(Beginning of PAGE EXCERPT)
Article 10. Insurance
Clean Harbors shall maintain at its own expense during the term of this Agreement the following insurance coverages:
COVERAGE | LIMITS |
a. Worker's Compensation | Statutory |
b. Employer's Liability | $1,000,000 |
c. General Commercial Liability | $1 million per occurrence |
d. Automobile | $1 million combined single limit |
e. Contractors Pollution Liability | $2 million each Claim |
Article 11. Excuse of Performance
The performance of this Agreement, except for the payment of money for Services already rendered, may be suspended by either party in the event performance of this Agreement is prevented by a cause(s) beyond its reasonable control.
Article 12. Direct Communication; Assignment
Customer represents that all notices and communications hereunder shall be made directly from Customer to Clean Harbors, and Customer shall not assign or delegate its rights or obligations under this Agreement to any third party. In the event of a breach of this representation and warranty, Clean Harbors shall have the right to immediately terminate this Agreement and pursue all available legal remedies, including but not limited to seeking liquidated damages, as specified herein.
(End of PAGE EXCERPT)
## WHAT TO DO
1. In the contract excerpt, what limit is listed for Contractors Pollution Liability coverage?
2. Extend the contract excerpt with further text that follows its final sentence.
(Beginning of DATASET EXTRACT)
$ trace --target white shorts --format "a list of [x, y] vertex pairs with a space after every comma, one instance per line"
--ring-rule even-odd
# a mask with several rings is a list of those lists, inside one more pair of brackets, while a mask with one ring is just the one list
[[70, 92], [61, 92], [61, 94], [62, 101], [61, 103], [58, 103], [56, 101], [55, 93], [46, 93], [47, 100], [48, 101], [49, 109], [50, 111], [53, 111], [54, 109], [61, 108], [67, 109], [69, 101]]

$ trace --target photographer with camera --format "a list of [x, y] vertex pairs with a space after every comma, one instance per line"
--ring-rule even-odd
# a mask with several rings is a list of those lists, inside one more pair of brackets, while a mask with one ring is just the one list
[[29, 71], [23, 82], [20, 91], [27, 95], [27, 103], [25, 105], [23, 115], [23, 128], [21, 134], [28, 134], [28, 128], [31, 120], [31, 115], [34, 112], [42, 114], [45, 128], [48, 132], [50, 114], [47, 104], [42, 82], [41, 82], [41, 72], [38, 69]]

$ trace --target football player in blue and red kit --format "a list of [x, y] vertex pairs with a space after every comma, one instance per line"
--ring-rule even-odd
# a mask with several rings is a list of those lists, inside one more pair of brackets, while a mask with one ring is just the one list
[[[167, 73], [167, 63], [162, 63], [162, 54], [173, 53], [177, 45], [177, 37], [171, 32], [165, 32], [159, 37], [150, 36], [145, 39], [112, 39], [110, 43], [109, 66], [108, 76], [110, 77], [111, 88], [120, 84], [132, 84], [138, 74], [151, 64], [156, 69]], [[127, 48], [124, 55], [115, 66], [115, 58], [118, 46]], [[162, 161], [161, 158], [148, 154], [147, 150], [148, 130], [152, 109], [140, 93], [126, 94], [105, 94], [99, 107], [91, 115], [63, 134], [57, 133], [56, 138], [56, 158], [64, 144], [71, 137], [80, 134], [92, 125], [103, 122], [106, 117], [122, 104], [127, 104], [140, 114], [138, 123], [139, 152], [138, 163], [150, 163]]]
(End of DATASET EXTRACT)
## YOUR WRITTEN ANSWERS
1. $2 million each claim.

2.
Article 13. Additional Provisions
This Agreement represents the entire understanding and agreement between the parties. Additional, conflicting or different terms on any purchase order or other preprinted document issued by Customer shall be void and are hereby expressly rejected by Clean Harbors. Any modifications to this Agreement shall be in writing and shall be signed by Customer and Clean Harbors. This Agreement may be executed in several counterparts, each of which shall be an original and all of which shall constitute one and the same document. The parties agree that this Agreement and all other documents may be electronically executed and delivered by facsimile, electronic mail, or other electronic means, any of which shall be considered an original, and that the electronic signature appearing on this Agreement and related documents are the same as original handwritten signatures for all purposes. This Agreement shall not obligate Clean Harbors to provide Services, but shall govern all orders for Services issued by Customer and which are accepted by Clean Harbors. Clean Harbors shall have the right to audit Customer’s records relating to this Agreement, including data and records of disbursements and other payments. Customer agrees to cooperate with Clean Harbors and their auditors in the performance of any such audit. The validity, interpretation and performance of this Agreement shall be governed and construed in accordance with the Laws of the Commonwealth of Massachusetts and the parties agree to submit to the jurisdiction of the courts of the Commonwealth of Massachusetts for any disputes arising under this Agreement.